■ WHAT IS BEING ASKED:
Reproduce every one of the following rows verbatim, without any alteration.

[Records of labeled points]

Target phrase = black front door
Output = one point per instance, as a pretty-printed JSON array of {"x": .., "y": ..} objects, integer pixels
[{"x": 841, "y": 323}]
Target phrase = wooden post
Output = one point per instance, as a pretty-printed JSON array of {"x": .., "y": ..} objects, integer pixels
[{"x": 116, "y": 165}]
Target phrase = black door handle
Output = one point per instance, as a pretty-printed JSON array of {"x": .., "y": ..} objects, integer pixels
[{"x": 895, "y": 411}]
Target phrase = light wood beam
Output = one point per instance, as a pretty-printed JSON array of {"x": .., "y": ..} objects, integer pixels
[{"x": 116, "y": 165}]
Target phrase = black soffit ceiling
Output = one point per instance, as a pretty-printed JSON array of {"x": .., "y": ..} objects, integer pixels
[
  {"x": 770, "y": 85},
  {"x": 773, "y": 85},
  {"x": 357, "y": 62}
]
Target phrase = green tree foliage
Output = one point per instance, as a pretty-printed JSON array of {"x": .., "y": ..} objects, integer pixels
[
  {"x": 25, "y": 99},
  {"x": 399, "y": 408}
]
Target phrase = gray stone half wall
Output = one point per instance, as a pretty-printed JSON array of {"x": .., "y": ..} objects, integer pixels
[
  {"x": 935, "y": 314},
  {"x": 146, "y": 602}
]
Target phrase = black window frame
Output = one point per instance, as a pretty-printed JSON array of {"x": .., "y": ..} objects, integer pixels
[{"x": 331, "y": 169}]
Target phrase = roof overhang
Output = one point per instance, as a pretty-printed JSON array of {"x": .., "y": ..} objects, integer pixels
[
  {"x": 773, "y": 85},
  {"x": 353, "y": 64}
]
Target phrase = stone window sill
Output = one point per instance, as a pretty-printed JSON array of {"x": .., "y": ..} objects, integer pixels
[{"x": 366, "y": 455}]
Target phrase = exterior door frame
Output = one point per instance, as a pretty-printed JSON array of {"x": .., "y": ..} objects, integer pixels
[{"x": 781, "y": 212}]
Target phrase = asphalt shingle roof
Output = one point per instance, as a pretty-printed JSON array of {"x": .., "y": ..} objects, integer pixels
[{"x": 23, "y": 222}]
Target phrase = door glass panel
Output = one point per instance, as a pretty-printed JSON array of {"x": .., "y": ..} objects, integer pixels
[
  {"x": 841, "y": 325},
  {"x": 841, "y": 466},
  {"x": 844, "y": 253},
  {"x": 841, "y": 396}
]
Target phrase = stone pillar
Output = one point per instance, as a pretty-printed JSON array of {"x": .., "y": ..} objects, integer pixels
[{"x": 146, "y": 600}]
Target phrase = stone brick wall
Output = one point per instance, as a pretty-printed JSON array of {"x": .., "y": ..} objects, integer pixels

■ CORRECT ANSWER:
Target phrase = black front door
Output = one point per instance, as a pretty-printed JSON array of {"x": .., "y": ..} objects, integer pixels
[{"x": 841, "y": 323}]
Target phrase = wooden post
Output = one point per instance, as a pretty-printed JSON array of {"x": .., "y": ..} objects, integer pixels
[{"x": 116, "y": 165}]
Target phrase = black door handle
Output = one point per instance, as a pretty-printed JSON array of {"x": .., "y": ..} objects, integer pixels
[{"x": 895, "y": 411}]
Target phrase = light wood beam
Output = one point per instance, as a pretty-printed JSON array of {"x": .., "y": ..} objects, integer pixels
[{"x": 116, "y": 165}]
Target phrase = black soffit ceiling
Output = one point per instance, as a pretty-printed JSON array of {"x": .., "y": ..} objects, integer pixels
[
  {"x": 770, "y": 85},
  {"x": 773, "y": 85},
  {"x": 357, "y": 62}
]
Target phrase = green tree foliage
Output = one point per instance, as a pretty-printed JSON array of {"x": .., "y": ..} objects, integer pixels
[
  {"x": 25, "y": 99},
  {"x": 399, "y": 408}
]
Target phrase = gray stone half wall
Output = one point per instance, as a pretty-printed JSON array of {"x": .., "y": ..} objects, integer pixels
[
  {"x": 935, "y": 314},
  {"x": 146, "y": 602}
]
Target phrase = black window frame
Output = one point per instance, as a pretty-printed JSON array of {"x": .., "y": ..} objects, integer pixels
[{"x": 331, "y": 169}]
Target phrase = roof overhang
Output = one point per instance, as a pretty-printed JSON array of {"x": .., "y": ..} objects, integer pixels
[
  {"x": 773, "y": 85},
  {"x": 353, "y": 64}
]
Target phrase = stone window sill
Output = one point per instance, as a pretty-printed JSON array of {"x": .., "y": ..} objects, integer pixels
[{"x": 366, "y": 455}]
Target phrase = exterior door frame
Output = one point per instance, as a pretty-printed JSON array of {"x": .., "y": ..} objects, integer pixels
[{"x": 781, "y": 212}]
Target phrase = asphalt shingle roof
Output = one point per instance, as a pretty-printed JSON array of {"x": .., "y": ..} objects, integer pixels
[{"x": 23, "y": 222}]
Target phrase = door glass panel
Output = one point per instance, as a pretty-printed JSON array of {"x": .., "y": ..} objects, integer pixels
[
  {"x": 841, "y": 325},
  {"x": 841, "y": 466},
  {"x": 844, "y": 253},
  {"x": 841, "y": 396}
]
Target phrase = stone pillar
Output = one point per instance, as a pretty-printed JSON array of {"x": .., "y": ..} objects, integer pixels
[{"x": 146, "y": 600}]
Target phrase = stone brick wall
Output = one point per instance, as a pretty-printed JSON array of {"x": .., "y": ..} objects, integer pixels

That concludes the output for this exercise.